Saved entries:
####################

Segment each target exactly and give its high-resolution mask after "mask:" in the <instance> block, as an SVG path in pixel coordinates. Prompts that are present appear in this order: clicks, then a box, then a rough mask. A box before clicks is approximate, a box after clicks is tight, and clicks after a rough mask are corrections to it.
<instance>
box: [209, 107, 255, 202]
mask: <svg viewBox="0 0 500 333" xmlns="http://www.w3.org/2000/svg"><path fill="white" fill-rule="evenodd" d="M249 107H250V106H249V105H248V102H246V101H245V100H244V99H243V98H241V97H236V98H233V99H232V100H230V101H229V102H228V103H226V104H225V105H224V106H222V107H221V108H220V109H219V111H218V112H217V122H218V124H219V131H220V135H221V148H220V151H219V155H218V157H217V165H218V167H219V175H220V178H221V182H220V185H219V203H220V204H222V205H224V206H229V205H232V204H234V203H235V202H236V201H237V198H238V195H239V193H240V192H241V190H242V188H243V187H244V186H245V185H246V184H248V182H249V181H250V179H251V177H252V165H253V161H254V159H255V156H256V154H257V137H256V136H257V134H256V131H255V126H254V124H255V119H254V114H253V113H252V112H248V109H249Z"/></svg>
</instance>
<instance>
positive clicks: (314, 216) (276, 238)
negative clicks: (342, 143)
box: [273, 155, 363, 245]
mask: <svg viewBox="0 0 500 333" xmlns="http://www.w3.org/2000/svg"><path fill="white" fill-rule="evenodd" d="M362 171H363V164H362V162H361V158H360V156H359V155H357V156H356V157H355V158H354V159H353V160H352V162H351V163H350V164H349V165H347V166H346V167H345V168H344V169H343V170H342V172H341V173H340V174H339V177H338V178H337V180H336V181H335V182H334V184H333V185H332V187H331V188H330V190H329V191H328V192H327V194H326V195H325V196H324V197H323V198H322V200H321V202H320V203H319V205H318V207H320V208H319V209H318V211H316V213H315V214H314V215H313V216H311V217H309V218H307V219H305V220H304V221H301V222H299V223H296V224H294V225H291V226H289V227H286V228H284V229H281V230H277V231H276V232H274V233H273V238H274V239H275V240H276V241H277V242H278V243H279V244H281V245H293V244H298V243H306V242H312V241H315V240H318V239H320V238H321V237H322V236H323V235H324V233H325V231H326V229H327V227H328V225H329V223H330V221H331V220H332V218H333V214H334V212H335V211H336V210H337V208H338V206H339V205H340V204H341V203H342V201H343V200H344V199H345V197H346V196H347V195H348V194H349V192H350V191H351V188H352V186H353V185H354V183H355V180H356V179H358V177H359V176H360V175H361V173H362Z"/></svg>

####################

** WORK TASK **
Copy these lines out again with no changes.

** REPLY **
Segment each target exactly and give its high-resolution mask after "mask:" in the <instance> block, as an SVG path in pixel coordinates. Prompts that are present appear in this order: clicks, then a box, then a rough mask. A box before clicks is approximate, a box after clicks is tight, and clicks after a rough mask are corrections to it.
<instance>
box: [209, 107, 255, 202]
mask: <svg viewBox="0 0 500 333" xmlns="http://www.w3.org/2000/svg"><path fill="white" fill-rule="evenodd" d="M249 107H250V106H249V105H248V102H246V101H245V100H244V99H243V98H241V97H236V98H233V99H232V100H230V101H229V102H228V103H226V104H225V105H224V106H222V107H221V108H220V109H219V111H218V112H217V122H218V124H219V131H220V135H221V148H220V151H219V155H218V157H217V165H218V167H219V175H220V178H221V182H220V185H219V203H220V204H222V205H224V206H229V205H232V204H234V203H235V202H236V201H237V198H238V195H239V193H240V192H241V190H242V188H243V187H244V186H245V185H246V184H248V182H249V181H250V179H251V177H252V165H253V161H254V159H255V156H256V154H257V137H256V136H257V134H256V131H255V126H254V124H255V119H254V114H253V113H252V112H248V109H249Z"/></svg>
</instance>
<instance>
positive clicks: (314, 216) (276, 238)
negative clicks: (342, 143)
box: [273, 155, 363, 245]
mask: <svg viewBox="0 0 500 333" xmlns="http://www.w3.org/2000/svg"><path fill="white" fill-rule="evenodd" d="M362 171H363V164H362V162H361V158H360V156H359V155H357V156H356V157H355V158H354V159H353V160H352V162H351V163H350V164H349V165H347V166H346V167H345V168H344V169H343V170H342V172H341V173H340V174H339V177H338V178H337V180H336V181H335V182H334V184H333V185H332V187H331V188H330V190H329V191H328V192H327V194H326V195H325V196H324V197H323V198H322V200H321V202H320V203H319V205H318V207H320V208H319V209H318V211H316V213H315V214H314V215H313V216H311V217H309V218H307V219H305V220H304V221H301V222H299V223H296V224H294V225H291V226H289V227H286V228H284V229H281V230H277V231H276V232H274V233H273V238H274V239H275V240H276V241H277V242H278V243H279V244H281V245H293V244H298V243H306V242H312V241H315V240H318V239H320V238H321V237H322V236H323V235H324V233H325V231H326V229H327V227H328V225H329V223H330V221H331V220H332V218H333V214H334V212H335V211H336V210H337V208H338V206H339V205H340V204H341V203H342V201H343V200H344V199H345V197H346V196H347V195H348V194H349V192H350V191H351V188H352V186H353V185H354V183H355V180H356V179H358V177H359V176H360V175H361V173H362Z"/></svg>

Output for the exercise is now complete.